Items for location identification

_ _ _ _

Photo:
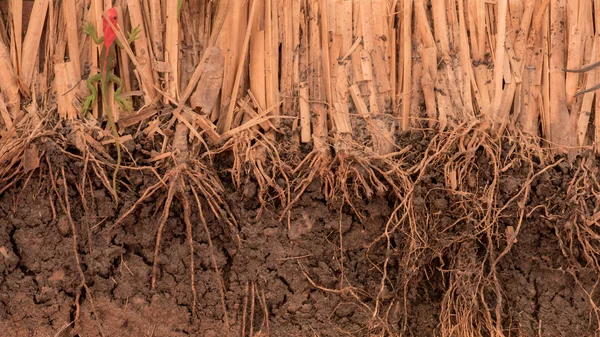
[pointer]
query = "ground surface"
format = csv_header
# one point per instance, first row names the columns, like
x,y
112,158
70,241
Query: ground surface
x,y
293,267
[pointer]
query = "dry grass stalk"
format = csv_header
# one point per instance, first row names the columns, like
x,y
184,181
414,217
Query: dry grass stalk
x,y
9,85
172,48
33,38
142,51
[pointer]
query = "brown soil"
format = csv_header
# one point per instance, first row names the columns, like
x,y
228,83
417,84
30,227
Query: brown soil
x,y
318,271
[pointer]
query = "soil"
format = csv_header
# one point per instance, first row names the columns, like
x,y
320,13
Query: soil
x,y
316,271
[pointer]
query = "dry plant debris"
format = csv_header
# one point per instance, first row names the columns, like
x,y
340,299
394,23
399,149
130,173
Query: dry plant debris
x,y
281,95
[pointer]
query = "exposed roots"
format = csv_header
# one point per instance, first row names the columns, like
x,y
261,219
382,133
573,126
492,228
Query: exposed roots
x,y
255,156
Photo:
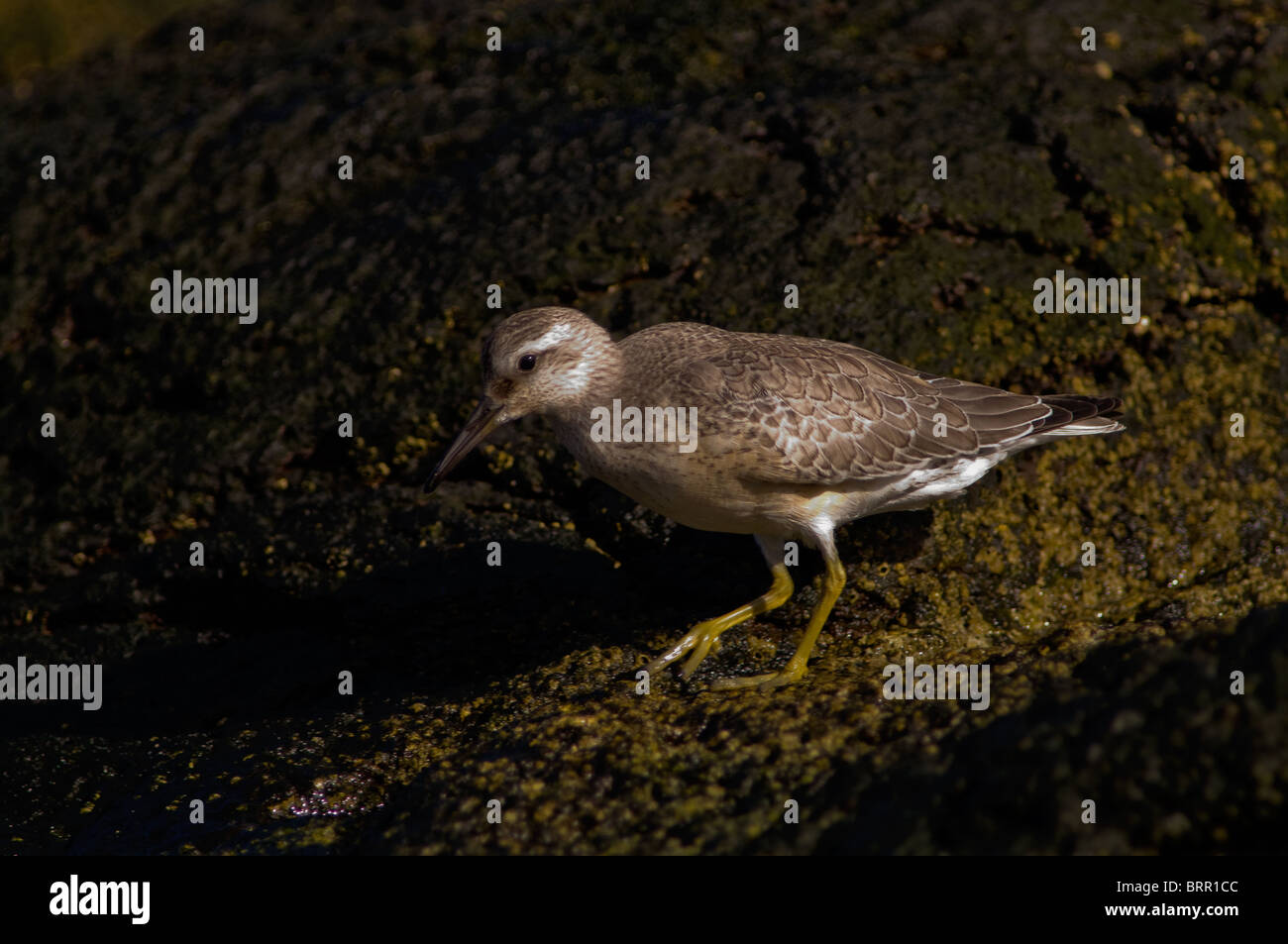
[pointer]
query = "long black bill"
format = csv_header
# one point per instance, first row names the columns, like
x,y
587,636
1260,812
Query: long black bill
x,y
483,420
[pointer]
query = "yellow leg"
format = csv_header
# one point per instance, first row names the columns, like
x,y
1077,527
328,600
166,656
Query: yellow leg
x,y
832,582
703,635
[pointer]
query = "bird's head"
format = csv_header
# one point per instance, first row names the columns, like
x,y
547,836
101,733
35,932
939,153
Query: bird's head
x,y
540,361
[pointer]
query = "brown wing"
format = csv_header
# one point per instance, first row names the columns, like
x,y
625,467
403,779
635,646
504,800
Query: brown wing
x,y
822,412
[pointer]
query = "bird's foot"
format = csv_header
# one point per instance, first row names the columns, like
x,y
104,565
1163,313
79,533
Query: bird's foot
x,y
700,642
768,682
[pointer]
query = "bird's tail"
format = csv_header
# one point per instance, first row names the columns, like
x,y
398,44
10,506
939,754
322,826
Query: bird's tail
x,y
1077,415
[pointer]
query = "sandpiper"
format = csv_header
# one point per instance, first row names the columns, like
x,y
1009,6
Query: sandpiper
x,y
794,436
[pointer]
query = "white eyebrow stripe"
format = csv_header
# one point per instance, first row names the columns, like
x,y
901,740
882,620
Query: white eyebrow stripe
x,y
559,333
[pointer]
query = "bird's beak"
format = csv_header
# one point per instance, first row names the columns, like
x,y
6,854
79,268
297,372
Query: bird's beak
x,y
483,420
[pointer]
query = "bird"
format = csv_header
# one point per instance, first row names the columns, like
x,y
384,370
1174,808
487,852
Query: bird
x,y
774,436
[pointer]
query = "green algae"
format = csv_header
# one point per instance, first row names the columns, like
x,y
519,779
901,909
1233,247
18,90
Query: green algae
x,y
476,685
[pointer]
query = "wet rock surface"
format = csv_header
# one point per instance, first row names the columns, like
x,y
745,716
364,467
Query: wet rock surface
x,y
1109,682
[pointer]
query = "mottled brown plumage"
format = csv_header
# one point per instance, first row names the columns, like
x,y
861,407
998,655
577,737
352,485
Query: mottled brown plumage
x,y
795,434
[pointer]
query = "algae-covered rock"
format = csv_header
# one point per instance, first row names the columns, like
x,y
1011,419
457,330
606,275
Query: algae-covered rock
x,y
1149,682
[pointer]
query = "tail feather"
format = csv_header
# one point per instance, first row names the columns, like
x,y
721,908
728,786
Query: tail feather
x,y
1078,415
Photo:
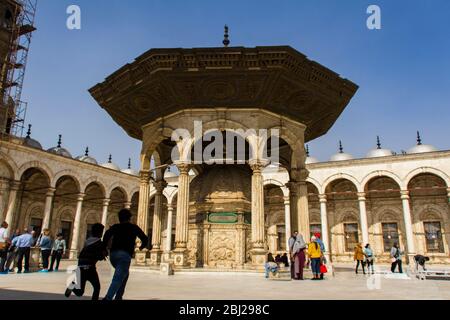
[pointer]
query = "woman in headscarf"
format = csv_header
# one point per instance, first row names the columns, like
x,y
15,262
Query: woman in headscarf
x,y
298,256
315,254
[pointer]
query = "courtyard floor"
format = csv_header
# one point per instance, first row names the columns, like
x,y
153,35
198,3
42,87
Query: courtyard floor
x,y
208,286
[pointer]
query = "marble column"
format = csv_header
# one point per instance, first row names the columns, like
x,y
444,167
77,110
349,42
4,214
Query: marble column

_ _ _ _

» **Your goal**
Collect every line of the listing above that contains the string "green". Matching is case-sensitive.

» **Solution for this exercise**
query = "green algae"
Query: green algae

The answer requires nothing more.